== Excerpt ==
********************
[TowerTalk] W6NL 40m Moxon

Sun Apr 10 07:55:37 EDT 2016

> I suppose with some trig you could figure the total projected area
> at various wind angles. One going down and one going up. Would some
> angle that gives equal projected area from each figure be the max?

You don't need to be concerned with equal areas.  The force (load) on
the element will be broadside to the element and will vary with the
angle of the wind to the element.  The force (load) on the boom will
be broadside to the boom and vary with the angle of the wind to the
boom.  Those forces add as a vector sum which is maximized when the
wind is at 45 degrees to the boom/elements.

The area of largest force is:
    sin(45) * (2.88 + 2.76) + cos(45) * (3.67 + 1.24 + 1.20)
  = 0.707 * (5.64) + 0.707 * (6.11)
  = 8.31 sq. ft.

The boom value will need to be increased somewhat to account for a boom
to mast plate and the element values increased to account for element 
mounting hardware, particularly if the original U channel is used.  I'd
allow between 8.5 and 9 sq. ft in any tower/mast loading calculation.

73,

    ... Joe, W4TV

On 4/10/2016 12:51 AM, Ken K6MR wrote:
> I’ve wondered this myself but never bothered to model it. Here are some rough figures from Yagi Stress:
>
> Reflector element without the tee: 2.88 sq ft.
> Driven element without the tee: 2.76 sq. ft.
>
> Reflector tee (each): 0.62 sq. ft.
> Driven tee (each) 0.60 sq. ft.
>
> Boom: 3.67 sq. ft.
>
> Now the hard part: how do they add? I’m an EE so my logic may be totally flawed. YS doesn’t allow for the tees in a single model so I can’t have it do everything at once.
********************
== Requirement A ==
Answer these from the Moxon thread:
(i) At what wind angle to the boom and elements does the vector sum of the forces reach its maximum?
(ii) What boom area does Ken report from Yagi Stress?
(iii) What range of area does Joe suggest allowing in a tower or mast loading calculation?
== Requirement B ==
Please write the next part of the Moxon thread, picking up right after its last sentence.
The entries that come after this are not needed.
********************
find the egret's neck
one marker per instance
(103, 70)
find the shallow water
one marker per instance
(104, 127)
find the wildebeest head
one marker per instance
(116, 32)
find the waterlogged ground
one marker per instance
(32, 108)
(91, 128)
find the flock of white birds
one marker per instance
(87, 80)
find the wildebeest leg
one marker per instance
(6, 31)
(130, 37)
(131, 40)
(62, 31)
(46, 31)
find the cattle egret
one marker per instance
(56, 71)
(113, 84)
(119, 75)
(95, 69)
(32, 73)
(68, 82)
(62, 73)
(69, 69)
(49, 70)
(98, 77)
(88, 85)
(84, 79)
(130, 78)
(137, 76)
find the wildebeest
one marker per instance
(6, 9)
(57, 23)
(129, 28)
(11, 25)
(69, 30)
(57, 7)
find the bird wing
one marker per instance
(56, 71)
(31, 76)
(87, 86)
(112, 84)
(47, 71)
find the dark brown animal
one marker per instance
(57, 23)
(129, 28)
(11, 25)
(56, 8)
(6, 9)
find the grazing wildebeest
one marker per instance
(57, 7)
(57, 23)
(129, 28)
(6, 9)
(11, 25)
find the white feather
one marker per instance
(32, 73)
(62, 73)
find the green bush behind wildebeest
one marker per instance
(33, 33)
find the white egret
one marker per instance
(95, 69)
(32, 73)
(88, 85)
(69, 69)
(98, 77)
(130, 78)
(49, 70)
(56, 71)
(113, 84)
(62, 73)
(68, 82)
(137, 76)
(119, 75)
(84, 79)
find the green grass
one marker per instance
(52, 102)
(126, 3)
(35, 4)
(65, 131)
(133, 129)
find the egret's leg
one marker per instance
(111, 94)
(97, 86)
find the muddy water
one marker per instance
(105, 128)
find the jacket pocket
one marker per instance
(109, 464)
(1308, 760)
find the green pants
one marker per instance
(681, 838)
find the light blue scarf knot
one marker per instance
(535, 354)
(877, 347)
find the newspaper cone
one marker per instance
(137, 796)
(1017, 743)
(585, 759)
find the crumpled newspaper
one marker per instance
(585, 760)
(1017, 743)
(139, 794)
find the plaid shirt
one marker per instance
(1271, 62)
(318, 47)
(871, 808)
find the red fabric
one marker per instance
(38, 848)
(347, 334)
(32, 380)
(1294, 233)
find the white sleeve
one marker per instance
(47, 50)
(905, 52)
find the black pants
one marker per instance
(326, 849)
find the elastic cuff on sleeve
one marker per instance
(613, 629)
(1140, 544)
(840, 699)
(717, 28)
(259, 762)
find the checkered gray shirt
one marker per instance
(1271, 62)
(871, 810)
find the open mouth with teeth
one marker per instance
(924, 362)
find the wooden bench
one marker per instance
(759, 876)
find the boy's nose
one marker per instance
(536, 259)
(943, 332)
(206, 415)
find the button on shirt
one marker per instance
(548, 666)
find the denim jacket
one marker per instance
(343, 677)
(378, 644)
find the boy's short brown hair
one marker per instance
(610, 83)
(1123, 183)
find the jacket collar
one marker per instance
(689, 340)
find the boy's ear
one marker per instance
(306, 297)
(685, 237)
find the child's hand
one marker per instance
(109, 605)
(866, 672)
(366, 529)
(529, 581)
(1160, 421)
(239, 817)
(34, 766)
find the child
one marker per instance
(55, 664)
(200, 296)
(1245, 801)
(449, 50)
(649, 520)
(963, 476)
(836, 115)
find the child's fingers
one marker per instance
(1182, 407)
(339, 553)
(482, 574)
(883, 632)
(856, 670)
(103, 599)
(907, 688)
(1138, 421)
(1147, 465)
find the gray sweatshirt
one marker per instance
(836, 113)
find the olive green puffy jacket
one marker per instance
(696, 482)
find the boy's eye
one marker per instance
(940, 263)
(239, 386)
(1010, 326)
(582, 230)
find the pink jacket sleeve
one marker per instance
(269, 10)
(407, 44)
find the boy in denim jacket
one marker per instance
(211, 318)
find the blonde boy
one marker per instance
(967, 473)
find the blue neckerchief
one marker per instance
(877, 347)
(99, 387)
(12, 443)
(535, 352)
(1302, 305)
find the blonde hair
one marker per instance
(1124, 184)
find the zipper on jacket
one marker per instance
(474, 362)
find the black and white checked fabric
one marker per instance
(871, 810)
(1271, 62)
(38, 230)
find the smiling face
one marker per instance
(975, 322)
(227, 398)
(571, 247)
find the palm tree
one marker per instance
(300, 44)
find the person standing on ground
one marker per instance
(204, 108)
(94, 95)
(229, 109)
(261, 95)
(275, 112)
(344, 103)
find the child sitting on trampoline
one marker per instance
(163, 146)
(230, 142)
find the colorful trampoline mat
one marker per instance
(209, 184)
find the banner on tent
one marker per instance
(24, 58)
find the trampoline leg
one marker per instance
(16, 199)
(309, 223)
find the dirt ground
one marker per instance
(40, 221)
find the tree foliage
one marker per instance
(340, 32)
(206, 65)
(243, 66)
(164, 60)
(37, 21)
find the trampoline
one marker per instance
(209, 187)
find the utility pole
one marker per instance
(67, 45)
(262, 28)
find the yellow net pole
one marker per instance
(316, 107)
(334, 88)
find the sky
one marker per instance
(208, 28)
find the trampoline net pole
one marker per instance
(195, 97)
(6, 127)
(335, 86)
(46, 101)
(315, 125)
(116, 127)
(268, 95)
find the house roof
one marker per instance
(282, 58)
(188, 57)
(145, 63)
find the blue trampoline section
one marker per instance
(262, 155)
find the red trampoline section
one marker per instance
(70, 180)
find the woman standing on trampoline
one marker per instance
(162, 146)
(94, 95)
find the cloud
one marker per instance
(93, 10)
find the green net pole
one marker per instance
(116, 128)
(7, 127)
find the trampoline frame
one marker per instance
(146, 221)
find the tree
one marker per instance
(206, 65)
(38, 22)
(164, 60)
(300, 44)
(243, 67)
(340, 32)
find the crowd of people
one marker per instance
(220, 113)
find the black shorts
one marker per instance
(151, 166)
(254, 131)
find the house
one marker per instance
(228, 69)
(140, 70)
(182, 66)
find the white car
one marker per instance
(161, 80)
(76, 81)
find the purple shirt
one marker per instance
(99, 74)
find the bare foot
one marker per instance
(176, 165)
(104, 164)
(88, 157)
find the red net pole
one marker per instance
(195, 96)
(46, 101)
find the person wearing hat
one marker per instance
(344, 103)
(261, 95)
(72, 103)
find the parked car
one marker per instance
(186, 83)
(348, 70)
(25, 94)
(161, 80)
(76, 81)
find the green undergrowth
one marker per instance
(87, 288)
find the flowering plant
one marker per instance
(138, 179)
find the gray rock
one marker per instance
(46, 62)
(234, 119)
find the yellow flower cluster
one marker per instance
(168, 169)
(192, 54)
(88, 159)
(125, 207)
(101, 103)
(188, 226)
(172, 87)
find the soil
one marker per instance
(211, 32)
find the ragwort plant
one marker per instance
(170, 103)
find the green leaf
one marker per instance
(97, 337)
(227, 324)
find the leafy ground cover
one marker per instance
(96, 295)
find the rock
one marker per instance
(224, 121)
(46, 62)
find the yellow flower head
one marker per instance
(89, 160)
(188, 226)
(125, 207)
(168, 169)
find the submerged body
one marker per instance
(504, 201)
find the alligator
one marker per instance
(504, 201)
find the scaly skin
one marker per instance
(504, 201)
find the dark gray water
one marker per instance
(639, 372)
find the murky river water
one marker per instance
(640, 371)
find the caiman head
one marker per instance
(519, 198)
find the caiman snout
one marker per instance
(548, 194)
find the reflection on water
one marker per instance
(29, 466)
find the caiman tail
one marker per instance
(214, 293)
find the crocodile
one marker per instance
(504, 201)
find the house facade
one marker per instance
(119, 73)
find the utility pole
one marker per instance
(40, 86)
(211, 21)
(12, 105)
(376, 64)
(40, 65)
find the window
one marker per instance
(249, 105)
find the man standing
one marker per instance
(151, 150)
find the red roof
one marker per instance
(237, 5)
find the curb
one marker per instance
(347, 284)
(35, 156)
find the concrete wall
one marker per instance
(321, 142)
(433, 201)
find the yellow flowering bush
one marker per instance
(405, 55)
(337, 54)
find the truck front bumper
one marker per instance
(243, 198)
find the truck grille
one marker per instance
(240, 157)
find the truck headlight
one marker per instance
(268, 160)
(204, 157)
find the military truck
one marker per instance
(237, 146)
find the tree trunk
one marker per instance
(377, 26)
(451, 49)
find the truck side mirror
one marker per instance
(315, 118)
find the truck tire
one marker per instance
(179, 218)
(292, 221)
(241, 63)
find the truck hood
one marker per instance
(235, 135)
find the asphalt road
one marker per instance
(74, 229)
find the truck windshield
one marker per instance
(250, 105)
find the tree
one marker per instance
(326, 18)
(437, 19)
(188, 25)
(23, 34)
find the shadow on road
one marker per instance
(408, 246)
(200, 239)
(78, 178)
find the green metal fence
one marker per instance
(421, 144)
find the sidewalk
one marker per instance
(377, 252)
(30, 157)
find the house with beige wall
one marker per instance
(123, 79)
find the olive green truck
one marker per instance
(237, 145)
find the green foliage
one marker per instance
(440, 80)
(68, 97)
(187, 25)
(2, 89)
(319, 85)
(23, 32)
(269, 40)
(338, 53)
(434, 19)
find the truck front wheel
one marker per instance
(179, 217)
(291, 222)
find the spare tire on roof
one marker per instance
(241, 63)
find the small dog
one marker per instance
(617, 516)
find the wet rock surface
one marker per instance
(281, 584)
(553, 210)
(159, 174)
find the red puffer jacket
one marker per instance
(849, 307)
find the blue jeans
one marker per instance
********************
== Reply A ==
(i) 45 degrees.
(ii) 3.67 sq. ft.
(iii) Between 8.5 and 9 sq. ft.

== Reply B ==
> Since the tees are parallel with the boom, I would think you would just add the area of the tees to the area of the boom which should be the projected area with the wind blowing 90 degrees to the antenna.
> That would give 6.11 sq. ft. for that case. Wind straight on would be just the elements: 5.64 sq. ft.
>
> I suppose with some trig you could figure the total projected area at various wind angles. One going down and one going up. Would some angle that gives equal projected area from each figure be the max?
>
> My first one is built from scratch and mounted to the side of the tower so I wasn’t concerned with wind area. The XM240 is at the top of a mast so when I convert that one I’ll have to be more careful.
>
> Ok you mechanical types: does this look reasonable??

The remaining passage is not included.